Extracted records:
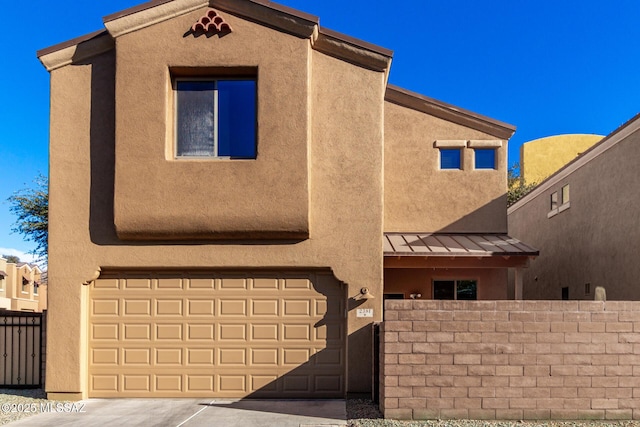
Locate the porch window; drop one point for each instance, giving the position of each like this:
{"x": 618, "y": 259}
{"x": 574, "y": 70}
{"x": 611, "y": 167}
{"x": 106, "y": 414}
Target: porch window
{"x": 455, "y": 289}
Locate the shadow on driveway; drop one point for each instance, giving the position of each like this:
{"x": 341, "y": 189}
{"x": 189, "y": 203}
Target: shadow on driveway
{"x": 194, "y": 413}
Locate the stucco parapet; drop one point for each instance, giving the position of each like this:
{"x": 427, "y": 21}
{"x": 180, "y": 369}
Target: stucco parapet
{"x": 149, "y": 14}
{"x": 265, "y": 12}
{"x": 450, "y": 143}
{"x": 448, "y": 112}
{"x": 76, "y": 50}
{"x": 485, "y": 143}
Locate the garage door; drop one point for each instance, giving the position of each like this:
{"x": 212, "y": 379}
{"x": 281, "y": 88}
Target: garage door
{"x": 217, "y": 335}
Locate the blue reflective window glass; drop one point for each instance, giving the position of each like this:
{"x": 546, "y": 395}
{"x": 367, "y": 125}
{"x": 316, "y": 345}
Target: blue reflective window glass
{"x": 237, "y": 118}
{"x": 450, "y": 158}
{"x": 216, "y": 118}
{"x": 485, "y": 159}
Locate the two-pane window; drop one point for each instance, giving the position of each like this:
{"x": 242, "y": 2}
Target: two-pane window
{"x": 455, "y": 289}
{"x": 216, "y": 118}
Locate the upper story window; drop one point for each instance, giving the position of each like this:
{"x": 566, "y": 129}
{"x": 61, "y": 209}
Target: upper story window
{"x": 565, "y": 194}
{"x": 215, "y": 118}
{"x": 450, "y": 158}
{"x": 484, "y": 158}
{"x": 554, "y": 200}
{"x": 559, "y": 201}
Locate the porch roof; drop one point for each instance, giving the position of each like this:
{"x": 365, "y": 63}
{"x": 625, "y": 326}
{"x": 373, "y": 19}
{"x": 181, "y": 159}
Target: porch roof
{"x": 454, "y": 245}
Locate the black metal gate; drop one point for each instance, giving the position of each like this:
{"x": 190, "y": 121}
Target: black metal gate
{"x": 21, "y": 349}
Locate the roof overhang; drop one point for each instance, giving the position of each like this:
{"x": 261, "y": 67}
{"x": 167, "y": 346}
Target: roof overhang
{"x": 270, "y": 14}
{"x": 448, "y": 250}
{"x": 442, "y": 110}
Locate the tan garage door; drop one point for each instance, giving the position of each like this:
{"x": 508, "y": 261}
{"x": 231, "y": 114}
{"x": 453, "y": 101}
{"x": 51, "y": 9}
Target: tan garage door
{"x": 217, "y": 335}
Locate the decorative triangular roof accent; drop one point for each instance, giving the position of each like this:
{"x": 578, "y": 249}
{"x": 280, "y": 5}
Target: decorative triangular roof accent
{"x": 211, "y": 24}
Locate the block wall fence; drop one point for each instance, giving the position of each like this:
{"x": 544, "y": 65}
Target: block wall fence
{"x": 523, "y": 360}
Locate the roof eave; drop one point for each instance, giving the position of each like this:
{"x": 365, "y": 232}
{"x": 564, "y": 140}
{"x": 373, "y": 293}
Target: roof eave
{"x": 352, "y": 50}
{"x": 75, "y": 50}
{"x": 425, "y": 104}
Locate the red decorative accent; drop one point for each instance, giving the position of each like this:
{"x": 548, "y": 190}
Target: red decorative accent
{"x": 211, "y": 23}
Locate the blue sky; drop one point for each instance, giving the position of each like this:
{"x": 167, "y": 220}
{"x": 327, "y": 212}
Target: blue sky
{"x": 546, "y": 66}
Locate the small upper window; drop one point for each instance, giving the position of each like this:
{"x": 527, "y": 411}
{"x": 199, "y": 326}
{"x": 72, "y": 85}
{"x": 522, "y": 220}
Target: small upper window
{"x": 565, "y": 194}
{"x": 450, "y": 158}
{"x": 485, "y": 158}
{"x": 554, "y": 200}
{"x": 216, "y": 118}
{"x": 455, "y": 289}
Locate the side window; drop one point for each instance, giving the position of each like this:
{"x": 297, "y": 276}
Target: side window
{"x": 215, "y": 118}
{"x": 554, "y": 200}
{"x": 484, "y": 158}
{"x": 455, "y": 289}
{"x": 565, "y": 194}
{"x": 450, "y": 158}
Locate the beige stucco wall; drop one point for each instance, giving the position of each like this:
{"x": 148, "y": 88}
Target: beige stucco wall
{"x": 492, "y": 283}
{"x": 327, "y": 140}
{"x": 596, "y": 239}
{"x": 542, "y": 157}
{"x": 159, "y": 197}
{"x": 420, "y": 197}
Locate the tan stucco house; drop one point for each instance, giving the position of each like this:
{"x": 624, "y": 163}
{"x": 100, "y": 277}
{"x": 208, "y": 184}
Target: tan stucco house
{"x": 21, "y": 287}
{"x": 234, "y": 190}
{"x": 584, "y": 220}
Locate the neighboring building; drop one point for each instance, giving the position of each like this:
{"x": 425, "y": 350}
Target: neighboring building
{"x": 584, "y": 220}
{"x": 242, "y": 182}
{"x": 542, "y": 157}
{"x": 21, "y": 287}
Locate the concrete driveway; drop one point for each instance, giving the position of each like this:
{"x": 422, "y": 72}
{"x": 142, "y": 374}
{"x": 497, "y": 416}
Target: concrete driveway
{"x": 193, "y": 413}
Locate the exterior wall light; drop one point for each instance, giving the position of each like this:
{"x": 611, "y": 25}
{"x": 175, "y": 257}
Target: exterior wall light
{"x": 364, "y": 294}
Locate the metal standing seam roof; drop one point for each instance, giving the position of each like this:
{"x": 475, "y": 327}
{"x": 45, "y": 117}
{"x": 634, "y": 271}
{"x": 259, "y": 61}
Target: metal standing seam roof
{"x": 454, "y": 245}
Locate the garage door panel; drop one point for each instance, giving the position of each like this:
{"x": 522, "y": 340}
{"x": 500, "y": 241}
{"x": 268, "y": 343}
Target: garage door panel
{"x": 168, "y": 356}
{"x": 169, "y": 284}
{"x": 227, "y": 336}
{"x": 168, "y": 383}
{"x": 168, "y": 307}
{"x": 200, "y": 331}
{"x": 264, "y": 332}
{"x": 137, "y": 307}
{"x": 137, "y": 283}
{"x": 136, "y": 331}
{"x": 232, "y": 307}
{"x": 268, "y": 283}
{"x": 201, "y": 307}
{"x": 200, "y": 283}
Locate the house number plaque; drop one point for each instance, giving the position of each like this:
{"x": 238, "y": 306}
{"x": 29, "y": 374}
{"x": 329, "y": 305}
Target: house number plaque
{"x": 364, "y": 312}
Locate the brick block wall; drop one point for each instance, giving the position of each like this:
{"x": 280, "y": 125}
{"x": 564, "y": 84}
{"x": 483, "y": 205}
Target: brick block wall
{"x": 510, "y": 360}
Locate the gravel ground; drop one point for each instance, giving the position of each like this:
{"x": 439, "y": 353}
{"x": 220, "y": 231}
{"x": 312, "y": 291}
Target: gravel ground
{"x": 364, "y": 413}
{"x": 360, "y": 412}
{"x": 19, "y": 397}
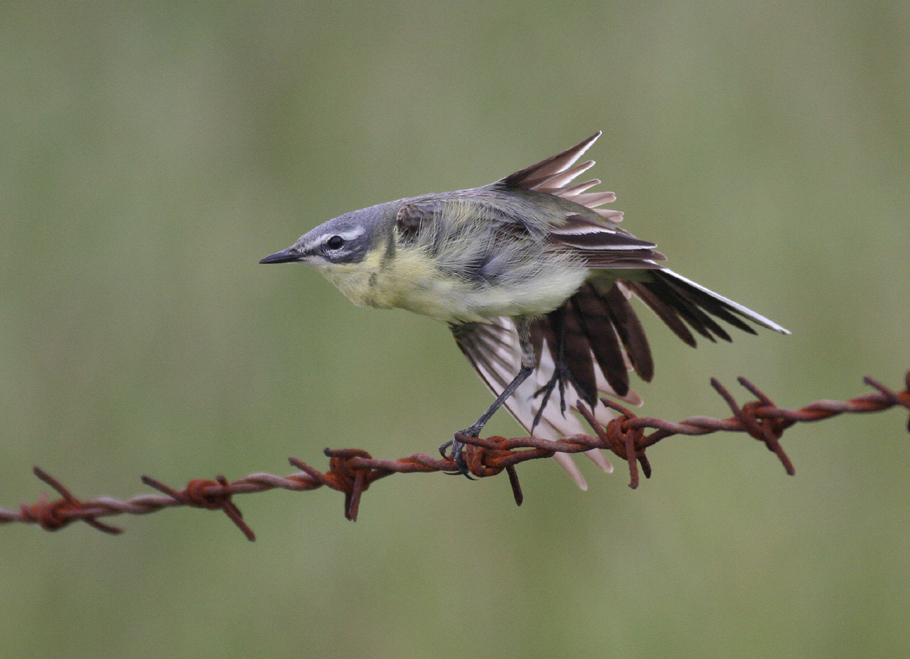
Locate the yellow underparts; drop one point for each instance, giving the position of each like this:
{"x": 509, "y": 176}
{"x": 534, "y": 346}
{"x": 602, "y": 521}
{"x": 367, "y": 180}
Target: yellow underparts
{"x": 410, "y": 280}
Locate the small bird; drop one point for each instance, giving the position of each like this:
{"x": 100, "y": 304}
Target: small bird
{"x": 534, "y": 280}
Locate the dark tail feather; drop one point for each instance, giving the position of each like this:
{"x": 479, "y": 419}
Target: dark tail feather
{"x": 677, "y": 301}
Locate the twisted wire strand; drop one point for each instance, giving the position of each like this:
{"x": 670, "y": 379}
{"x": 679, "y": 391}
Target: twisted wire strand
{"x": 352, "y": 471}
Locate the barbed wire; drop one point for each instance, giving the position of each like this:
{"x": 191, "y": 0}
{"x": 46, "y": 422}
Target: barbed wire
{"x": 352, "y": 471}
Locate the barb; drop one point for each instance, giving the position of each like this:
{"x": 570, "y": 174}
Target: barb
{"x": 352, "y": 471}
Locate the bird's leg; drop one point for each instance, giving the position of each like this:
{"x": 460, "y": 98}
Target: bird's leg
{"x": 561, "y": 371}
{"x": 528, "y": 364}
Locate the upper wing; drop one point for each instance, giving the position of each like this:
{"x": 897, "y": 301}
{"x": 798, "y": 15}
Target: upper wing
{"x": 583, "y": 227}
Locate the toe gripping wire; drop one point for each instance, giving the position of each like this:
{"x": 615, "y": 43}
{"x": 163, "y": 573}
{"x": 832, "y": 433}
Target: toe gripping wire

What you have to do: Find every line above that contains the word "gripping", and return each one.

Output below:
Locate the toe gripping wire; drop one point for each instance, giving the position of each like this:
Target: toe gripping wire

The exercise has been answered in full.